SELECTED PASSAGE

┌──

KFC China fast food restaurants accepted Alipay mobile payments since July 2015. McDonald’s China also adapted Alipay in September 2015. Consumers now can use unique Alipay QR code in their smartphones to pay for the orders, which transactions will take only two seconds or less. It will be more convenient and efficient for both customers and cashiers. All KFC restaurants in the country only accepted cash payments in the past 27 years. Though Alipay simplifies the payment process, yet the benefit of creating consumer behavior database has been the main reason to accelerate the cooperation of these two industry giants.
For retailers in food and beverage or FMCG industry, knowing consumer behavior and target customer segments for different trade zones is as important as improving product and service quality. Classify customers into different groups in terms of different needs and characteristics to optimize its products and marketing mix for store performance improvement.
Usually, brand owners could pull out consumer behavior data from CRM database. Yet it’s hard to attract people to sign up for the membership program without big incentives such as discounts or exclusive deals. Now collecting consumer data through mobile payment makes it easier. Using big data technology to build customer profiles, to forecast the spending potential from purchase orders. Specify demographics like age, gender and behaviors like product-purchase interests in local areas. Identify high potential customers regarding different trade zones to enhance sales promotion and market strategy planning for better store performance. Different target segments in different trade zones could also be a good reference for the new store location selection, sales forecast and lease negotiations.
Mobile payment not only provides superior customer shopping experience, but supports the demands of O2O commerce. Retailers could also use big data analysis to find out who are the most desirable customers, and then create personalized offers which they are likely to buy.

└──

WORK TO COMPLETE
a) According to the passage on KFC China and Alipay, for how many years did all KFC restaurants in the country accept only cash?
b) In the passage on KFC China and Alipay, write out the part between "KFC China fast" and "two industry giants.", inclusive, swapping "cashiers" for "clerks".

RECORD EXCERPTS
┌──

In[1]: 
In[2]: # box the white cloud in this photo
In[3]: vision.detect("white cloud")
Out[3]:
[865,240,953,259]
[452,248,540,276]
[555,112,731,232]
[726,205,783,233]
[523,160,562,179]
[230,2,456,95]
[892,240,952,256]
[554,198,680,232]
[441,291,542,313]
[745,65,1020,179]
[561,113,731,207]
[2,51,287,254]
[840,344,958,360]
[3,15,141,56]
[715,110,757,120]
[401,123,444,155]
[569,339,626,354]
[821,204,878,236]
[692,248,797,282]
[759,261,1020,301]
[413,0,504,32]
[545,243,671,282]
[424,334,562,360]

└──

THE REPLIES
a) 27 years

b)
KFC China fast food restaurants accepted Alipay mobile payments since July 2015. McDonald’s China also adapted Alipay in September 2015. Consumers now can use unique Alipay QR code in their smartphones to pay for the orders, which transactions will take only two seconds or less. It will be more convenient and efficient for both customers and clerks. All KFC restaurants in the country only accepted cash payments in the past 27 years. Though Alipay simplifies the payment process, yet the benefit of creating consumer behavior database has been the main reason to accelerate the cooperation of these two industry giants.